GOAL OF THE EXERCISE:
Transcribe the listing below line for line without changing any wording, numbers, or punctuation, and leave the picture out of your transcription.
▶
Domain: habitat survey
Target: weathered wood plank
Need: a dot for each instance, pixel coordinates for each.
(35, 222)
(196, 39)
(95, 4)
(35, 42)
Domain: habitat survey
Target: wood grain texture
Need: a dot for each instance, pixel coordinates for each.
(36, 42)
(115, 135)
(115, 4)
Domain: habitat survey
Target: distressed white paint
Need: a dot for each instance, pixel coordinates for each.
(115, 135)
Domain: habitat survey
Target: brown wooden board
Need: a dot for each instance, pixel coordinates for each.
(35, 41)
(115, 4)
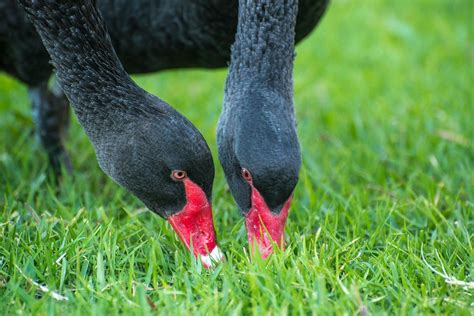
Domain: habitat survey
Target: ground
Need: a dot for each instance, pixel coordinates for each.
◀
WRITTEN SOLUTION:
Domain: habitat survey
Target: weathered wood plank
Need: a dot for each instance, pixel coordinates for each.
(35, 222)
(196, 39)
(95, 4)
(35, 42)
Domain: habitat survey
Target: wood grain texture
Need: a dot for each instance, pixel coordinates for each.
(36, 42)
(115, 135)
(115, 4)
Domain: habitat survey
Target: distressed white paint
Need: a dot for each instance, pixel coordinates for each.
(115, 135)
Domain: habitat survey
Target: brown wooden board
Need: a dot for each instance, pixel coordinates for each.
(35, 41)
(115, 4)
Domain: habitat survey
Target: ground
Need: a dot for each instance, pixel coordinates for each.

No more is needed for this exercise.